(Stored data)
* START *

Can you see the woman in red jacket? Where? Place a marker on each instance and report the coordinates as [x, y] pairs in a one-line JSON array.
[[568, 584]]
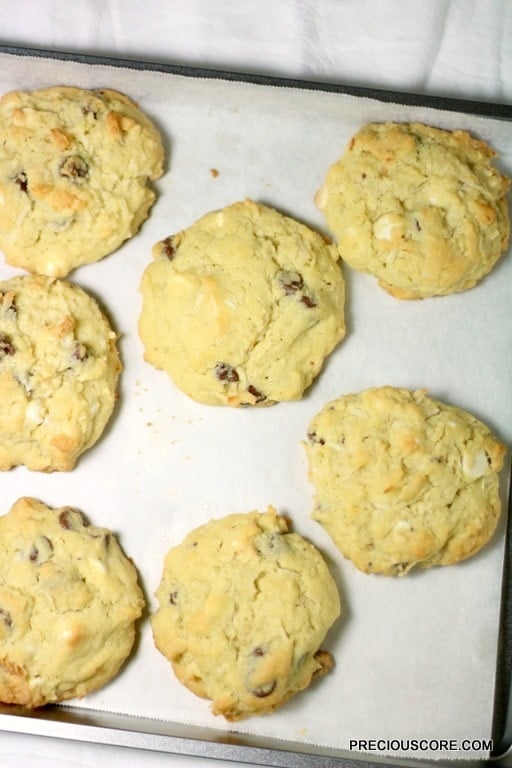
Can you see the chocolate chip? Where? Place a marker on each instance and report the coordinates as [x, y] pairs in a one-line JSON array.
[[5, 618], [256, 393], [291, 282], [265, 690], [8, 304], [308, 301], [80, 352], [74, 168], [168, 248], [6, 347], [225, 372], [21, 180]]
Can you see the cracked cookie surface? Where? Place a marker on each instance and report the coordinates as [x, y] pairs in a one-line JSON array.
[[244, 608], [420, 208], [242, 307], [75, 167], [403, 480], [69, 600], [59, 370]]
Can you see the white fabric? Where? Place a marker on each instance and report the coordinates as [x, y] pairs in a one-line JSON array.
[[460, 48]]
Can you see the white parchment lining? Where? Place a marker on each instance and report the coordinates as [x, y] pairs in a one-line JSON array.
[[415, 657]]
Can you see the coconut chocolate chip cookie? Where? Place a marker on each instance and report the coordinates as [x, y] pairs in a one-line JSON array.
[[243, 307], [59, 370], [421, 209], [69, 600], [75, 167], [244, 608], [402, 480]]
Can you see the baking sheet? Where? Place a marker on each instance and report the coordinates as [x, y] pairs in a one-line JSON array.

* END *

### EXERCISE PROMPT
Each record above should come back exactly the same, only without its pictures.

### RESULT OF THE TASK
Can you see the woman in red jacket? Where? Place a marker on each instance and report the coordinates as [x, y] pairs in a one-line JSON array.
[[568, 584]]
Can you see the chocolate chip? Where? Place a marker on each instance and report the coordinates as [x, y] pairs in a one-line JSON array.
[[5, 618], [256, 393], [291, 282], [265, 690], [8, 304], [308, 301], [80, 352], [74, 168], [168, 248], [6, 347], [225, 372], [21, 180]]
Can you see the cracked cookie surface? Where? Place a marker on each instance and report the coordinates as [x, y] pairs in a one-line JSON array.
[[244, 608], [420, 208], [242, 307], [75, 167], [403, 480], [69, 600], [59, 370]]
Can you see the white fabric? Where? Place a marker on each instance and report the coordinates as [x, y] pairs in a one-line JSON array.
[[460, 48]]
Can you see the white parchment lining? Where? Place a marker on each instance and report the coordinates as [x, y] pairs in a one-line JSON array.
[[415, 657]]
Can you see the coconut chocolate chip cookie? Where? Place a marker on each instance and report the coordinates as [x, y] pairs in a one-line JSON array.
[[243, 307], [59, 370], [421, 209], [69, 600], [75, 167], [244, 608], [402, 480]]
Can you see the baking sheet? Where? Place a marker on each instance and report the coordinates as [x, y] pairs in a one-line JSON array.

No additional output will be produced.